Given instruction: Extract the entries in their exact form.
## START Stored data
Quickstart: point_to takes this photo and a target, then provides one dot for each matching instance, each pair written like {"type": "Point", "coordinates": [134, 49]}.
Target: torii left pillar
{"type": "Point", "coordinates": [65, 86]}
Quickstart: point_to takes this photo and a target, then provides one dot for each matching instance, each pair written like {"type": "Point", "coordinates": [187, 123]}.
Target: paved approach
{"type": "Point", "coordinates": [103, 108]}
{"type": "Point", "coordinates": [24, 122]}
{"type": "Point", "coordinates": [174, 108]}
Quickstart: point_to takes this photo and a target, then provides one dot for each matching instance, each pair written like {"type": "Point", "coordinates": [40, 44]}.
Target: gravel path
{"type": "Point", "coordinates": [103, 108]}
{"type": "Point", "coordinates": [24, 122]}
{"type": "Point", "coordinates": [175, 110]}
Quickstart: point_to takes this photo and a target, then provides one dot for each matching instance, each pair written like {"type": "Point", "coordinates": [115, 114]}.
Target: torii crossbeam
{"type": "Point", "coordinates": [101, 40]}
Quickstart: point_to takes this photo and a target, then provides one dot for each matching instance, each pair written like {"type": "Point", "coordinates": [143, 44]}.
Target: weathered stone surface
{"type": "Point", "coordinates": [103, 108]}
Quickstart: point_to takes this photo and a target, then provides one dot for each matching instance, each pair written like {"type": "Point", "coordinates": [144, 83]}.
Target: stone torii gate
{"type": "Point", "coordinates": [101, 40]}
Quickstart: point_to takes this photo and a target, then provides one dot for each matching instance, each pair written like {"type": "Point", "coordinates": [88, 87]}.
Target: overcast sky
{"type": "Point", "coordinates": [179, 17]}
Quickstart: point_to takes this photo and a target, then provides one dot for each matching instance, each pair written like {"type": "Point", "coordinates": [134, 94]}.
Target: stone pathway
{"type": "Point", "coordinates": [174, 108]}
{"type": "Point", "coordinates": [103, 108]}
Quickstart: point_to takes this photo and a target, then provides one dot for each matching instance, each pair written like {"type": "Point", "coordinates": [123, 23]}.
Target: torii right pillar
## END Stored data
Exercise answer:
Quickstart: point_to takes this photo and a target, then provides one dot for each matching instance, each pair written like {"type": "Point", "coordinates": [134, 49]}.
Target: torii left pillar
{"type": "Point", "coordinates": [65, 86]}
Quickstart: point_to takes this photo and a target, then provides one dot for each matching instance, each pair written like {"type": "Point", "coordinates": [187, 123]}.
Target: paved approach
{"type": "Point", "coordinates": [103, 108]}
{"type": "Point", "coordinates": [24, 122]}
{"type": "Point", "coordinates": [174, 108]}
Quickstart: point_to takes this photo and a target, then provides one dot for each matching instance, each pair written like {"type": "Point", "coordinates": [40, 44]}.
Target: gravel path
{"type": "Point", "coordinates": [103, 108]}
{"type": "Point", "coordinates": [24, 122]}
{"type": "Point", "coordinates": [175, 110]}
Quickstart: point_to takes this photo and a target, then provides one dot for each matching instance, each pair written like {"type": "Point", "coordinates": [115, 114]}.
Target: torii crossbeam
{"type": "Point", "coordinates": [101, 40]}
Quickstart: point_to takes this photo and a target, then provides one dot for each matching instance, each pair written like {"type": "Point", "coordinates": [143, 44]}.
Target: weathered stone surface
{"type": "Point", "coordinates": [103, 108]}
Quickstart: point_to takes this photo and a target, then provides one dot for each matching instance, each pair written like {"type": "Point", "coordinates": [144, 83]}.
Target: stone torii gate
{"type": "Point", "coordinates": [101, 40]}
Quickstart: point_to takes this photo and a target, then provides one dot for each matching instance, each pair written like {"type": "Point", "coordinates": [88, 87]}.
Target: overcast sky
{"type": "Point", "coordinates": [179, 17]}
Quickstart: point_to takes this photo and a target, then provides one dot for each matching instance, each pair written like {"type": "Point", "coordinates": [134, 94]}.
Target: stone pathway
{"type": "Point", "coordinates": [174, 108]}
{"type": "Point", "coordinates": [103, 108]}
Quickstart: point_to takes this photo and a target, then provides one dot for each matching instance, each pair written like {"type": "Point", "coordinates": [123, 23]}.
Target: torii right pillar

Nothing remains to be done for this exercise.